Below are the entries; output exactly the lines from the one containing "of the eye in" through the final line, inclusive.

(Named-object pointing records)

--------------------

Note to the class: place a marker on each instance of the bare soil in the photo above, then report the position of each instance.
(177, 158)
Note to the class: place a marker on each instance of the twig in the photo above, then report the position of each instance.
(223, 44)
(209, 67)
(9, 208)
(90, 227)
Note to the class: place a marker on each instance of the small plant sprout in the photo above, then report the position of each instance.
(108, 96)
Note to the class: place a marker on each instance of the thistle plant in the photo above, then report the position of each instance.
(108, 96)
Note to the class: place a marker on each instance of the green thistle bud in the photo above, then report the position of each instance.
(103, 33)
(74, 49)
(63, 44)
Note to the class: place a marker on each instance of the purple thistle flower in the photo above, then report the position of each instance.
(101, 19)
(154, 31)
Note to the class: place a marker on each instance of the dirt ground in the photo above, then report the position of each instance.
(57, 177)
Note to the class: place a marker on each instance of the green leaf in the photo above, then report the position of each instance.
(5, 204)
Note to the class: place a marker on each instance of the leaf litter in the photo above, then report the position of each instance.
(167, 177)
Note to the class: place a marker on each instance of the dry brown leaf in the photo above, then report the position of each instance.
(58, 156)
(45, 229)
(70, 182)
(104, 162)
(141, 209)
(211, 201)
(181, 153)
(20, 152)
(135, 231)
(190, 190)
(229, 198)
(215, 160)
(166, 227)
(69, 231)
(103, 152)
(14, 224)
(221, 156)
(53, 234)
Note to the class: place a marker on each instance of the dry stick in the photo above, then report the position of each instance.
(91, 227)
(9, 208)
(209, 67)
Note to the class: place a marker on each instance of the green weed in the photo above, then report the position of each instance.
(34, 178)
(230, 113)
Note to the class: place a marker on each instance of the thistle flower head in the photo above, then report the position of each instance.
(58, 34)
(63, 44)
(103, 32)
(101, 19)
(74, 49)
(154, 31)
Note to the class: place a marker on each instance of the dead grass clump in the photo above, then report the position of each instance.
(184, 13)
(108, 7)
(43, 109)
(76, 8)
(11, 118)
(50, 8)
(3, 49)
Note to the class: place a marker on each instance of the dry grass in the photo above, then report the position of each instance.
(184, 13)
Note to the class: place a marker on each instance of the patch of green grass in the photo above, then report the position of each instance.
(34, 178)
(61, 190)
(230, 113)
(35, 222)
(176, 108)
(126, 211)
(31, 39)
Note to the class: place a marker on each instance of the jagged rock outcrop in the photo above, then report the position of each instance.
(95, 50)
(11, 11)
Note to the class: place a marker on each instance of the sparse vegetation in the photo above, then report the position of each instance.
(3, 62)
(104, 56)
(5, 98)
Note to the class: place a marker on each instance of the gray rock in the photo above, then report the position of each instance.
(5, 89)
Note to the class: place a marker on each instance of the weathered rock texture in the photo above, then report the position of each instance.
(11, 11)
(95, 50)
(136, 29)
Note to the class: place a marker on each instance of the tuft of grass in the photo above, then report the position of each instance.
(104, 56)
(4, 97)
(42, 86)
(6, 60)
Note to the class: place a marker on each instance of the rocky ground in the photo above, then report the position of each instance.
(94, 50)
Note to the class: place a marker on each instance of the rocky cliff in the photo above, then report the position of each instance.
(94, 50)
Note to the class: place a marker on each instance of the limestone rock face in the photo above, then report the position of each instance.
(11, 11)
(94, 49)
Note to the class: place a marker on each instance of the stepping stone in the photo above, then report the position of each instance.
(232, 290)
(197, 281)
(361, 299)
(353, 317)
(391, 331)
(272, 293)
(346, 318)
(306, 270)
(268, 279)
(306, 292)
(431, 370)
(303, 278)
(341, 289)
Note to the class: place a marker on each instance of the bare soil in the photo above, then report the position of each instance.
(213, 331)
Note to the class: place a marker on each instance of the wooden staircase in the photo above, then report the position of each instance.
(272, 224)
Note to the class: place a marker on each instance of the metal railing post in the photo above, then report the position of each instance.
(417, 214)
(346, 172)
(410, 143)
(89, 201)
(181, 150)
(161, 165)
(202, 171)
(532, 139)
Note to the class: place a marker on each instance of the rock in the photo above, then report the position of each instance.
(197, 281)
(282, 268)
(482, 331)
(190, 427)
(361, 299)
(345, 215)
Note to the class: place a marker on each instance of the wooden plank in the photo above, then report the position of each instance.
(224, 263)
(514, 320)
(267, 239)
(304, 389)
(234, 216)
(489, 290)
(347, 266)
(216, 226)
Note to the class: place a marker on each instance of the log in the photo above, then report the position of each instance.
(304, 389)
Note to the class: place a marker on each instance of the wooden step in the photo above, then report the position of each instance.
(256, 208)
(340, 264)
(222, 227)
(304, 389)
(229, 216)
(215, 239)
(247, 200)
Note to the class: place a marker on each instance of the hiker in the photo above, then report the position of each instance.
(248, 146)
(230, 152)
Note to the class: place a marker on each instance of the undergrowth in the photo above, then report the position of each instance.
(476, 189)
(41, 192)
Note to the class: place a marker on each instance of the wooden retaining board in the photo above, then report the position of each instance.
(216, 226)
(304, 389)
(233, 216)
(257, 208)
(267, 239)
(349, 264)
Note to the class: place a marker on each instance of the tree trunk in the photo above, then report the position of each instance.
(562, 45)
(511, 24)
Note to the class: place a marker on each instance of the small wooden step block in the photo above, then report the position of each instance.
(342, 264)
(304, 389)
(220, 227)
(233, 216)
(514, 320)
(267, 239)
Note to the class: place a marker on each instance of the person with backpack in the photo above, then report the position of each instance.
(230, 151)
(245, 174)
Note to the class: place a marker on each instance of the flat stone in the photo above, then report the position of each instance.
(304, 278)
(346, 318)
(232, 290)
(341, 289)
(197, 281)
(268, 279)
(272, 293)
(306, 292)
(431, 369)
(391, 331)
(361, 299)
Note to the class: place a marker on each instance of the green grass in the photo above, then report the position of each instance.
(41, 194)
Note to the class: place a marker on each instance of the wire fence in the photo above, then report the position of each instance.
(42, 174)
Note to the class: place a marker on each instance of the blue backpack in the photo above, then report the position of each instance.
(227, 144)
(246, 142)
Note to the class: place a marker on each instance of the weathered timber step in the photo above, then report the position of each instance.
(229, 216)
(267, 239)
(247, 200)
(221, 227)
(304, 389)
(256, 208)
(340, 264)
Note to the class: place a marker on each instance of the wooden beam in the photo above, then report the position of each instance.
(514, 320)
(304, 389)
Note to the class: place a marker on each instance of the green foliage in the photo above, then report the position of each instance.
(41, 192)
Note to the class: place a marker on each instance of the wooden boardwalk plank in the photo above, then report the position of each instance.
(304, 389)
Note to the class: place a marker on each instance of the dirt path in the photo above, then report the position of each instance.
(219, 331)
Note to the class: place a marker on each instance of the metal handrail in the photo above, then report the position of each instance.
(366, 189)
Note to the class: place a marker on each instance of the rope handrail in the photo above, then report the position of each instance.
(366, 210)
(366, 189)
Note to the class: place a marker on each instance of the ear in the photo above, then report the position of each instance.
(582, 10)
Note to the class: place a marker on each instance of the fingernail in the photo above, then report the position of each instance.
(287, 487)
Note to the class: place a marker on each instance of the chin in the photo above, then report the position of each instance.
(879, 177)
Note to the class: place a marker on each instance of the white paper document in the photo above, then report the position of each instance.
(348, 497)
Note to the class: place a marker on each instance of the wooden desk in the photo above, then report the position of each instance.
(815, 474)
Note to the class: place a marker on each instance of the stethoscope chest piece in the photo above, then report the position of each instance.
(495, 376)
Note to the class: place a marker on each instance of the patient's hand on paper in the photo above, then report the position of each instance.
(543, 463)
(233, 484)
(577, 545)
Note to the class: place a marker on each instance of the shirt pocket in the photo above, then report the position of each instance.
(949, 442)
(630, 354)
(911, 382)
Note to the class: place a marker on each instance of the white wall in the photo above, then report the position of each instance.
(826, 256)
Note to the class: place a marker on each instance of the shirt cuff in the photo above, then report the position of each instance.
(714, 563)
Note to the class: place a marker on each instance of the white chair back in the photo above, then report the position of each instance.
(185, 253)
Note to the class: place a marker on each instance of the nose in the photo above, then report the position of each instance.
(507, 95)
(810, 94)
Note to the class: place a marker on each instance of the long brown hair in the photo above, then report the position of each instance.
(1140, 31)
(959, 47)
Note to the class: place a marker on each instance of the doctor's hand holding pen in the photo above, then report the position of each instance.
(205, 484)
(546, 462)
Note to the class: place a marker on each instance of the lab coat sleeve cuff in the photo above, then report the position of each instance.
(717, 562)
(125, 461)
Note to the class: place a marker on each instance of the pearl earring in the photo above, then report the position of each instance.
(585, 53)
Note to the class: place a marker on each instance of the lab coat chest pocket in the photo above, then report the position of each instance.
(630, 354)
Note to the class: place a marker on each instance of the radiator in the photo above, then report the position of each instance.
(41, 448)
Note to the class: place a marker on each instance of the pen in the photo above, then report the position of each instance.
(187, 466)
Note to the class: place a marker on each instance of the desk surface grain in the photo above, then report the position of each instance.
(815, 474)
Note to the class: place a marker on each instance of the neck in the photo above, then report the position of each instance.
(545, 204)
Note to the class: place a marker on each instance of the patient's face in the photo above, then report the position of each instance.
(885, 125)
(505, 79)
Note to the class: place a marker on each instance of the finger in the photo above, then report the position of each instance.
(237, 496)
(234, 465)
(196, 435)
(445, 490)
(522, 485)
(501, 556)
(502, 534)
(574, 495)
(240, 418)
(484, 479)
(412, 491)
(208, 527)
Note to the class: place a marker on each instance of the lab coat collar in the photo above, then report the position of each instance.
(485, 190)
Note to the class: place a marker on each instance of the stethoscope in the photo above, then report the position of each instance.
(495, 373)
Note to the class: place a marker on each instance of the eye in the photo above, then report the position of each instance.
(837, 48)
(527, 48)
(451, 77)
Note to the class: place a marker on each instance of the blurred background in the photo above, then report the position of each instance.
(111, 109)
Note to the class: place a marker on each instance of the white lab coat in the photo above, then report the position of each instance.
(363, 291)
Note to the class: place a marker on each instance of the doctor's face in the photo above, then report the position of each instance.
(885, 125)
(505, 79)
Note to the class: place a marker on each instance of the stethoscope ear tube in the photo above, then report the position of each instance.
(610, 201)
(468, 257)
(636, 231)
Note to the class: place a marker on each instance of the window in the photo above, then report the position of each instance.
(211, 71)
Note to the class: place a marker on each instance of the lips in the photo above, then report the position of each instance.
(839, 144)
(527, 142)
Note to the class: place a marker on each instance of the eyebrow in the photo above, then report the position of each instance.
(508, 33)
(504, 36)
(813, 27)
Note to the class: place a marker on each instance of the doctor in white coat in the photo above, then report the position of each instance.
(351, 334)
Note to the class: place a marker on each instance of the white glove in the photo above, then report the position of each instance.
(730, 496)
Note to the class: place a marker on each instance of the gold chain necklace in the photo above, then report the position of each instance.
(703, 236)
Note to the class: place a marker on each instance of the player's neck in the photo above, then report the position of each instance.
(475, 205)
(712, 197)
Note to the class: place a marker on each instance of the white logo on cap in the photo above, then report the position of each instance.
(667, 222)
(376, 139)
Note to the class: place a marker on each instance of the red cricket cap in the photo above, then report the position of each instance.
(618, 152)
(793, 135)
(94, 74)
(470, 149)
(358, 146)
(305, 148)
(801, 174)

--------------------

Answer for the task.
Note to the class: place a marker on each instance of the eye in the photo above, then report the position of each instance.
(837, 48)
(527, 48)
(451, 77)
Note to the class: place a marker on each instance of the blurred background in the photo above, then report the position of each instance.
(111, 109)
Note to the class: place a marker on each instance of the white lab coat in the photo above, then report the position of each instance.
(363, 291)
Note to the class: place a marker on each instance of the doctor's face in the photo above, then report the position of each instance.
(885, 125)
(505, 79)
Note to the class: place a marker on each instance of the stethoscope ear tube in the photo above, then report the position of each instance.
(610, 201)
(468, 257)
(636, 231)
Note to the class: place a marker on each instance of the window in the photo above, then report the position of each instance.
(211, 71)
Note to the class: place a marker on each instance of the lips in the photo above, then report the position of each instance.
(839, 144)
(527, 142)
Note to the class: place a marker on each instance of the eyebrow in the photo above, then report the position of each instance.
(508, 33)
(504, 36)
(813, 27)
Note to the class: place a marker on each instance of the doctor in white coat in the photo above, then report the position of each instance.
(351, 334)
Note to the class: place a marker on each instance of the white glove in the photo above, then report the position of each instance.
(730, 496)
Note to the class: place a marker on each instance of the gold chain necklace in the photo above, then report the position of each instance.
(703, 236)
Note to the class: place a marker on each instance of the player's neck in the photo above, then report the position of each instance.
(475, 205)
(712, 197)
Note to the class: place a marker on each instance of the white logo on cap in the photo above, then report the position of each instance.
(667, 222)
(376, 139)
Note to the class: place a marker on each instance of the red cricket cap in the photo above, then report the position of each instance.
(618, 152)
(793, 135)
(94, 74)
(470, 149)
(358, 146)
(305, 148)
(801, 174)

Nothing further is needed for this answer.